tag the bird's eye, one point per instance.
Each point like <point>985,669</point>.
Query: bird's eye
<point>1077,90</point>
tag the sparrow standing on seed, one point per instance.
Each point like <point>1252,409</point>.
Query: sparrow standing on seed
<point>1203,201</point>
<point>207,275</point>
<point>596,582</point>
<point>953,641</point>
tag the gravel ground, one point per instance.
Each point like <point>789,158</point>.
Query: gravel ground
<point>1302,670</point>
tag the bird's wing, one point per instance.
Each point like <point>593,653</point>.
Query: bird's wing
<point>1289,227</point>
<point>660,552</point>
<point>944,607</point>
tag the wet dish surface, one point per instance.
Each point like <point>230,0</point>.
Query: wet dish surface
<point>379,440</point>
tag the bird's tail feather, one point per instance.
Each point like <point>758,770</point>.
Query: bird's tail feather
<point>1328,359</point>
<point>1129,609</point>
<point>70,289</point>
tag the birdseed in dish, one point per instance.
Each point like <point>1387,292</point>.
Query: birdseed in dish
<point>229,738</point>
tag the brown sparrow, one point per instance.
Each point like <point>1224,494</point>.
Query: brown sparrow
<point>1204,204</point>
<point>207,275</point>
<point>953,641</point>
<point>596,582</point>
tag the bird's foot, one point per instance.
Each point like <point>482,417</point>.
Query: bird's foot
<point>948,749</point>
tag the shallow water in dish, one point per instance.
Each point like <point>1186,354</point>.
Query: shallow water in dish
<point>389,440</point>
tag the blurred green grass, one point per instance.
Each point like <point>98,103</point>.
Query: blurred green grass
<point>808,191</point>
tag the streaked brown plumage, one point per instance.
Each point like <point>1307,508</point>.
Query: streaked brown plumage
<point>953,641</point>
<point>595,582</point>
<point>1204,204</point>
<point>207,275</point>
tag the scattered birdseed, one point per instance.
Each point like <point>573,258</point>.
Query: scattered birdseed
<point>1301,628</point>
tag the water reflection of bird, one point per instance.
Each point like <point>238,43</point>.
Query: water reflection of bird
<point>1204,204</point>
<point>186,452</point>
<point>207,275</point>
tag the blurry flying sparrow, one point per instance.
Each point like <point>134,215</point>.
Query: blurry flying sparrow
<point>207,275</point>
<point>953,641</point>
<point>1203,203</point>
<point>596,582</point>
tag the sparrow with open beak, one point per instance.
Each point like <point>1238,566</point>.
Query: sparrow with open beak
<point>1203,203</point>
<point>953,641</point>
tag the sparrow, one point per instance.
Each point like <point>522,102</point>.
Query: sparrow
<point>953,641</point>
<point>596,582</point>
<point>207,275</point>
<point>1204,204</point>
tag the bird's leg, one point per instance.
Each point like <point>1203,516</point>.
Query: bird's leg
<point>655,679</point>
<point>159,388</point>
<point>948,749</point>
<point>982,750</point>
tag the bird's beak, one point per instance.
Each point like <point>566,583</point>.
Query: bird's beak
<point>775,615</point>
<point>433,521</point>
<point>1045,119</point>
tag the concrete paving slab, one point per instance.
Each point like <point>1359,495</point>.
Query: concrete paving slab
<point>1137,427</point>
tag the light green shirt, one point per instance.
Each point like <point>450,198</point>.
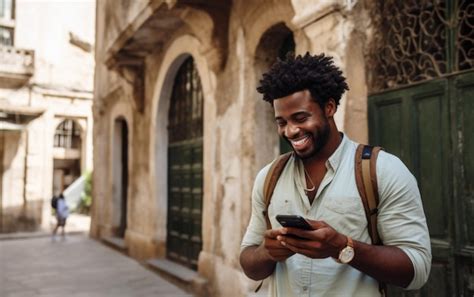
☆ ☆ ☆ ☆ ☆
Quote all of the material above word for word, leaving out the pictures.

TASK ANSWER
tag the bird's eye, one point per instance.
Each point like <point>985,669</point>.
Query: bird's eye
<point>1077,90</point>
tag the sparrow standing on seed, one point per instance.
Each point like <point>1252,409</point>.
Query: sparrow standing on seed
<point>1203,201</point>
<point>207,275</point>
<point>596,582</point>
<point>953,641</point>
tag the gravel ground, one point per instance.
Each point like <point>789,158</point>.
Query: gravel ground
<point>1302,670</point>
tag the bird's wing, one point per instance.
Each point like <point>593,653</point>.
Query: bird's wing
<point>1289,227</point>
<point>660,552</point>
<point>944,607</point>
tag the wet dish surface, one point per instance.
Each point like <point>230,0</point>.
Query: wet dish surface
<point>379,440</point>
tag the bird's tail feather, one point per instance.
Each point like <point>758,770</point>.
Query: bird's tail feather
<point>1328,359</point>
<point>1129,609</point>
<point>70,289</point>
tag the birdseed in dish, one point per instance.
Each point like <point>1387,292</point>.
Query: birdseed in dish
<point>229,738</point>
tag the brown sparrow, one point per instance.
Each point like <point>1224,494</point>.
Query: brown sparrow
<point>1204,204</point>
<point>207,275</point>
<point>953,641</point>
<point>596,582</point>
tag the bird's foot, one point per instance.
Each point like <point>482,417</point>.
Query: bird's foot
<point>948,749</point>
tag the shallow water in dish, one point per instance.
Each point like <point>1186,354</point>.
Query: shallow water in dish
<point>389,440</point>
tag the blurred green grass, one point per instance.
Each point like <point>98,103</point>.
Query: blurred green grass
<point>808,191</point>
tag the streaked brown plumage, one point per instance.
Each point like <point>1307,508</point>.
Query: streaked brown plumage
<point>953,641</point>
<point>595,582</point>
<point>1204,204</point>
<point>207,275</point>
tag the scattered birdseed, one point per instance.
Each point like <point>573,258</point>.
Query: scattered birdseed
<point>1301,628</point>
tag the water reflection of bird, one point per instance.
Each point like <point>238,43</point>.
Query: water reflection of bird
<point>1204,204</point>
<point>186,452</point>
<point>207,275</point>
tag the blurry flying sparrow, one point per instance.
Each point like <point>134,215</point>.
Query: blurry flying sparrow
<point>207,275</point>
<point>953,641</point>
<point>1203,203</point>
<point>596,582</point>
tag the sparrow with open beak, one point per instance.
Each point like <point>1238,566</point>.
Query: sparrow with open beak
<point>1203,203</point>
<point>953,641</point>
tag the sparrow, one point per instance.
Each point like <point>522,102</point>.
Query: sparrow
<point>953,641</point>
<point>596,582</point>
<point>207,275</point>
<point>1204,204</point>
tag the bird's leg, one point per instance.
Each point like <point>1203,516</point>.
Query: bird's leg
<point>655,679</point>
<point>159,388</point>
<point>948,749</point>
<point>982,750</point>
tag the bird's beak, one point per instance.
Each point like <point>566,583</point>.
Query: bird's beak
<point>775,615</point>
<point>433,521</point>
<point>1045,119</point>
tag the concrete paving slab, one point per instance.
Each point like <point>1359,495</point>.
Query: concrete paving slab
<point>1137,427</point>
tag the light green shirt, one point per instance.
Each point like <point>450,198</point>.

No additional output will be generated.